Nog een voorbeeld. Bij een avondje uit ontmoet een leuke man
of vrouw. U heeft het ontzettend gezellig en kunt het enorm goed met elkaar
vinden. Eigenlijk heeft u wel zin om als afsluiting van de avond met elkaar het
bed in te duiken. Maar deugdzaam als u bent weet u dat een net meisje of een
nette jongen dat niet doet. Je hebt de eerste keer dat je elkaar ontmoet geen seks,
dat hoort nu eenmaal niet, dat is niet deugdzaam. Een stoïcijn zou dit de
grootst mogelijke lariekoek vinden. Zolang u uzelf nog een ander er kwaad mee
doet is er geen enkele rede om af te zien van iets waar u plezier aan beleefd.
U moet bij het woord ‘deugd’ dus helemaal niet denken aan
netjes en braaf (de stoïcijnen waren allesbehalve braaf), maar eerder aan
‘virtuoos’. Virtuoos betekent volgens de Van Dale iets technisch volmaakt
beheersen. Je kunt een virtuoos violist zijn, een virtuoos danser of een
virtuoos schermer. Stoïcijnse virtuositeit is vooral op de praktijk van het
leven gericht. Een stoïcijn streeft er naar om een virtuoos leven te leiden.

_Aangeleverd materiaal_
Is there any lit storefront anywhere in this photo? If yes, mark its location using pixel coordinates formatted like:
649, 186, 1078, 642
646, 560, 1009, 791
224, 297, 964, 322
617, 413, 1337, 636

_Doel van de opdracht_
Beantwoord de volgende vragen over het fragment over de stoïcijnse deugd.
(a) Wat zou een stoïcijn volgens het fragment "de grootst mogelijke lariekoek" vinden?
(b) Wat betekent "virtuoos" volgens de Van Dale?
(c) Waarnaar streeft een stoïcijn?

_Antwoord op opgave_
(a) Het idee dat je de eerste keer dat je elkaar ontmoet geen seks hebt, omdat dat niet hoort en niet deugdzaam is.
(b) Iets technisch volmaakt beheersen.
(c) Naar het leiden van een virtuoos leven.